* START DOCUMENT SECTION *

Guild Wars conducts system tests while you’re playing the game to verify that your computer is operating properly. When Guild Wars runs, it continually tests your computer by performing a set of common mathematical operations, such as addition and multiplication, and then checks the results against a table of correct answers. When the game detects an incorrect answer, that answer may reveal a problem with your computer's processor or memory.

Great, thanks for the advice. I'll see of our can find a good deal on it.

groan wrote:

Great, thanks for the advice. I'll see of our can find a good deal on it.

Someone's been hanging out with kexx it seems.

MrDeVil, that sounds like a loose heatsink on your CPU, at least for the heat problems. The CPU fan not speeding up might be because you've got it plugged into the wrong port, maybe, or you may have not have the port configured for temp-related speed adjustments. ASUS, for instance, calls this "Q-Fan", and you have to specifically enable it on a port for it to change the speeds.

Could also be a dying fan, but I'd check the heatsink seating before anything else. 2200RPM should be just fine to keep it cool.

Sorry for being a filthy skimmer but I want to ask for a brief guesstimation.

I'm intrigued, listening to the Giant Bomb gang, about possibly adding a TV to my home entertainment area as a gaming machine. I'm an all Mac house currently and nothing I have is powerful enough for modern games. I haven't had a PC at all for 2 years. Haven't had a Windows PC for gaming for over 12. So I have no clue what it would roughly cost to put together a quiet gaming PC that could connect to my HDTV and handle current games on theater easily.

My thinking is replacing playing Battlefield and games like that that I play on the 360 with a PC instead. Any ballparks? Anyone done this recently?

* END DOCUMENT SECTION *
* START DATA SHOWN *

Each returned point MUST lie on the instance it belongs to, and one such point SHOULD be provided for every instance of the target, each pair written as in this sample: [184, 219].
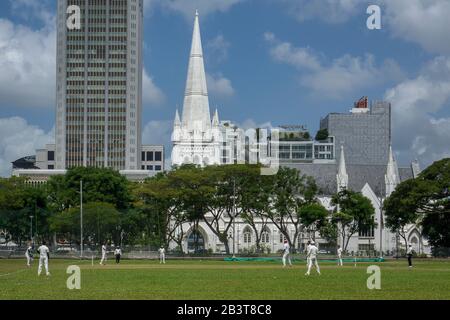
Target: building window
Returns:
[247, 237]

* END DATA SHOWN *
* START DATA SHOWN *

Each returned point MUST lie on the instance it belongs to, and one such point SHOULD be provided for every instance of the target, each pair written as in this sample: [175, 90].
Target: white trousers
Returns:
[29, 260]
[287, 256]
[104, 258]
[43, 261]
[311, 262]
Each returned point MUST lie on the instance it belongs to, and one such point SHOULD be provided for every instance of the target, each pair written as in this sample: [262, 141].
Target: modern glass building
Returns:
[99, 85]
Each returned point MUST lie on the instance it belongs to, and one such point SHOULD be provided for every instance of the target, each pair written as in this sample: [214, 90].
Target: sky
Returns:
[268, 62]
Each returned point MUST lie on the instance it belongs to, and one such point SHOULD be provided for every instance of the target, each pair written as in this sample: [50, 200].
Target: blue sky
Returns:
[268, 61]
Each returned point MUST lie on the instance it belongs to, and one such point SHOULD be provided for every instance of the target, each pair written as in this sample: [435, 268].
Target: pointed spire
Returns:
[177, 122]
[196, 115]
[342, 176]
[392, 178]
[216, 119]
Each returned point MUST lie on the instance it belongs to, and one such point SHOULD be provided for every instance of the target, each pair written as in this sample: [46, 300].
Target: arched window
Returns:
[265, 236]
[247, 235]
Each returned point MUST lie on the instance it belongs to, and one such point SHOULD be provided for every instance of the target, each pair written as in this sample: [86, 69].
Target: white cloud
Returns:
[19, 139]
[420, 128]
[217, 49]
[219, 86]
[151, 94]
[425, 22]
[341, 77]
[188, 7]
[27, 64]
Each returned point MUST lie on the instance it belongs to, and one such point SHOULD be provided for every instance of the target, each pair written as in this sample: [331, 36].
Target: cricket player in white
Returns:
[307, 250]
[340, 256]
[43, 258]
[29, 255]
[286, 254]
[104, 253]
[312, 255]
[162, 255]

* END DATA SHOWN *
* START DATA SHOWN *

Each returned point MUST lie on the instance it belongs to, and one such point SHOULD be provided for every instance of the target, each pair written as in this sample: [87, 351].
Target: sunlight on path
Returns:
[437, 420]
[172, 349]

* END DATA SHOWN *

▸ TO BE DONE
(A) In the forum thread, reproduce the passage between "Someone's been hanging" and "keep it cool.", inclusive, word for word.
(B) According to the forum thread, what does ASUS call the setting that must be enabled on a port for the fan speed to change?
(C) Shorten the paragraph of the forum thread that begins "Guild Wars conducts system tests" into a brief list that keeps its main facts.

▸ OUTPUTS FOR THE TASKS
(A)
Someone's been hanging out with kexx it seems.

MrDeVil, that sounds like a loose heatsink on your CPU, at least for the heat problems. The CPU fan not speeding up might be because you've got it plugged into the wrong port, maybe, or you may have not have the port configured for temp-related speed adjustments. ASUS, for instance, calls this "Q-Fan", and you have to specifically enable it on a port for it to change the speeds.

Could also be a dying fan, but I'd check the heatsink seating before anything else. 2200RPM should be just fine to keep it cool.

(B) Q-Fan

(C)
- Guild Wars tests your computer during play to check that it is operating properly.
- It repeatedly performs common math operations, such as addition and multiplication.
- It checks the results against a table of correct answers.
- An incorrect answer may reveal a problem with the processor or memory.